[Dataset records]
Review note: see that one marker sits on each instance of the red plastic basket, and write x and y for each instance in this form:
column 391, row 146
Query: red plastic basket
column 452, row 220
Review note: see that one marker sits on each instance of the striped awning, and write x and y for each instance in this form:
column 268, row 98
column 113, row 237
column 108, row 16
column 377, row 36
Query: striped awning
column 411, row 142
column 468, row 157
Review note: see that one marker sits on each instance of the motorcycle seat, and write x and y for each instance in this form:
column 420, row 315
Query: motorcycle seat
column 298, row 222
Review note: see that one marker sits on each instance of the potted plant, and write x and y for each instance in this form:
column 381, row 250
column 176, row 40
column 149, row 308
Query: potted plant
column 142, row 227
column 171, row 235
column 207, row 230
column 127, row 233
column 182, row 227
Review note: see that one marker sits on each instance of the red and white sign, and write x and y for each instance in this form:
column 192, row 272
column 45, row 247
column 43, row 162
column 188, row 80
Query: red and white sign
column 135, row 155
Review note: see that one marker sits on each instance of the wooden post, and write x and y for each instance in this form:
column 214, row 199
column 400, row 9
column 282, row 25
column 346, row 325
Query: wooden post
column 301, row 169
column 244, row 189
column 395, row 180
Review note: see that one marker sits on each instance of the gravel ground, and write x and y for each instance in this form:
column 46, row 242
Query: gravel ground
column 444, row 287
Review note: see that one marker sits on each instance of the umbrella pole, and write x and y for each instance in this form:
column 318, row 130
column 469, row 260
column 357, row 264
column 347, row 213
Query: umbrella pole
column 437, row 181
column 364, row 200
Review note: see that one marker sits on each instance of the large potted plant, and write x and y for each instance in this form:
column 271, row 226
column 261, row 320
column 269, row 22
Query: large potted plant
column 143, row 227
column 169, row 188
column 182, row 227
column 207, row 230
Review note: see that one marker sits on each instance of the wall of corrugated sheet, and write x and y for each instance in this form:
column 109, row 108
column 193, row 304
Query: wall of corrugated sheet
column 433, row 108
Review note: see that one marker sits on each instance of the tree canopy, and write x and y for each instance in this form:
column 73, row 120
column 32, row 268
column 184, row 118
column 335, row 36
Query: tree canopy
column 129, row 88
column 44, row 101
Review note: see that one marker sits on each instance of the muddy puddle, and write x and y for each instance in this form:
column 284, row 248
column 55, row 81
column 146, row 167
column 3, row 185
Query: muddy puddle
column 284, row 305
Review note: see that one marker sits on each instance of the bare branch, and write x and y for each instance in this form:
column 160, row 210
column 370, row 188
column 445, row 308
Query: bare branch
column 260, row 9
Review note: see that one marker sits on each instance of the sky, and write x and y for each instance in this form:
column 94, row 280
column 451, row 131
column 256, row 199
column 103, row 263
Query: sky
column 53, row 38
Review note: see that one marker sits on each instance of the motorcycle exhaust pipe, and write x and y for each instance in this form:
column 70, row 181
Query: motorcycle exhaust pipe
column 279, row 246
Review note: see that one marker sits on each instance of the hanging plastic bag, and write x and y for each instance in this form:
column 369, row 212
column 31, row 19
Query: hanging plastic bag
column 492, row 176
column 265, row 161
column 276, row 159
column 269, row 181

→ **EXERCISE OBJECTIVE**: Lines to set down from above: the line with "of the umbrella", the line with "column 32, row 268", and every line between, each exactly as written.

→ **YOUR RESPONSE**:
Review note: see that one marker sits on each instance of the umbrella pole, and write x and y for each instance in this form:
column 318, row 130
column 469, row 260
column 357, row 264
column 347, row 213
Query: umbrella pole
column 437, row 181
column 364, row 200
Review note: see that one marker sits on each instance of the large potted plant, and write x and y for each instance in this form:
column 271, row 226
column 261, row 320
column 269, row 22
Query: large potted plant
column 143, row 227
column 169, row 188
column 182, row 227
column 207, row 230
Review note: see that one marker sits on each instance of the wall of corrugated sheet, and write x and y for each instance in this form:
column 109, row 108
column 193, row 304
Query: wall of corrugated sheet
column 433, row 108
Review note: see that one marker sits on each instance of the tree canopy, and write x and y for each instance in this form:
column 73, row 120
column 32, row 268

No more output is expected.